═════ Stored data

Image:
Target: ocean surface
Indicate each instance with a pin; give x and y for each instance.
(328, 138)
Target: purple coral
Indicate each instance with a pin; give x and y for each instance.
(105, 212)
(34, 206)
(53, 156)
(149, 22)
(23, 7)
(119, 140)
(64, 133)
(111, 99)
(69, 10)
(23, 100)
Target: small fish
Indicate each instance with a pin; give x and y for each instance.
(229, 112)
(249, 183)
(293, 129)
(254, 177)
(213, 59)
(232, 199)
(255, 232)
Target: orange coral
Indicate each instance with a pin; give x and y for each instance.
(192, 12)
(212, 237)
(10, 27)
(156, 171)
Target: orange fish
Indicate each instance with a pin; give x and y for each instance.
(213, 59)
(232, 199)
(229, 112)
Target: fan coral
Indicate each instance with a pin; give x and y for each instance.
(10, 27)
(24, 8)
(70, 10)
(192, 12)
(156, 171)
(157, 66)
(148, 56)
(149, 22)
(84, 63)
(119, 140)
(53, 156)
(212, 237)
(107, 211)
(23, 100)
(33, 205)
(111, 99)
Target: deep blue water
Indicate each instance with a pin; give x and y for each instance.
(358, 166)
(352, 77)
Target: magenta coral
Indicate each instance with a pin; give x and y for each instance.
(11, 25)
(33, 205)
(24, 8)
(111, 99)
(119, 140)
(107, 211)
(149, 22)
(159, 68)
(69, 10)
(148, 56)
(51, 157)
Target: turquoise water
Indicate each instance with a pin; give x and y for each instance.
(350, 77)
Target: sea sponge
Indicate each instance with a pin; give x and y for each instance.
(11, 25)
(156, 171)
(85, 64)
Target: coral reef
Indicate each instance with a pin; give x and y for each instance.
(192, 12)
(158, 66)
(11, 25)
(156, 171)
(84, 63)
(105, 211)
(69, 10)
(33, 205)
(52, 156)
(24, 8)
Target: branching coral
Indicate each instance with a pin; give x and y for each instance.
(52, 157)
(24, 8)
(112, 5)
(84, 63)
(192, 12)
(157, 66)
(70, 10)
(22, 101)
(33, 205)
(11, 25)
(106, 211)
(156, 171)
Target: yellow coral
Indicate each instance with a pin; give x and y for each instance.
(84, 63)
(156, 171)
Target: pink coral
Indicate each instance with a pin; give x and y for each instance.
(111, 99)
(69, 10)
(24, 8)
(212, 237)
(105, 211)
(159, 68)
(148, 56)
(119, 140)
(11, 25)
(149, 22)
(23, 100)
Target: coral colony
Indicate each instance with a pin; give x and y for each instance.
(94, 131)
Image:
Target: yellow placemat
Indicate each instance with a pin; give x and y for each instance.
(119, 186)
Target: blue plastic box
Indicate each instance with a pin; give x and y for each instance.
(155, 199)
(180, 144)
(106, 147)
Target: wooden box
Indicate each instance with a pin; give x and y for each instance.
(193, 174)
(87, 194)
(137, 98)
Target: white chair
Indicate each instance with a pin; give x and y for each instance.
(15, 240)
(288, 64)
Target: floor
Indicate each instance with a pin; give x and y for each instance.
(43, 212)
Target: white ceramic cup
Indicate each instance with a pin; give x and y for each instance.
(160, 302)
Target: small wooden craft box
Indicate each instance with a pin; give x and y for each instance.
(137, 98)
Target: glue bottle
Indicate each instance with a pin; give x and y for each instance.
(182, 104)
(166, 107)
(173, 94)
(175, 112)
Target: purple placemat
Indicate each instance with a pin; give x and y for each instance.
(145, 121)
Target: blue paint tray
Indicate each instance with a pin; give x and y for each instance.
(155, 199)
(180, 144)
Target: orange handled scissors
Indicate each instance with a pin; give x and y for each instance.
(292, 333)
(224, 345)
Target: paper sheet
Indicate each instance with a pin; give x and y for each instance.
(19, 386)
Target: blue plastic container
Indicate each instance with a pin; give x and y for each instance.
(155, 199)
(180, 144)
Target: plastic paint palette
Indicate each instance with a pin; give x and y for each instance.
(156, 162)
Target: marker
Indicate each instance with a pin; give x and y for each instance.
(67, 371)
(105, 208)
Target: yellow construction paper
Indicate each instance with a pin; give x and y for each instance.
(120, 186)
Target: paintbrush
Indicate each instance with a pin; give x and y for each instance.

══════════

Go through the entries. Report every line that contains the word "placemat".

Target: yellow placemat
Target: purple placemat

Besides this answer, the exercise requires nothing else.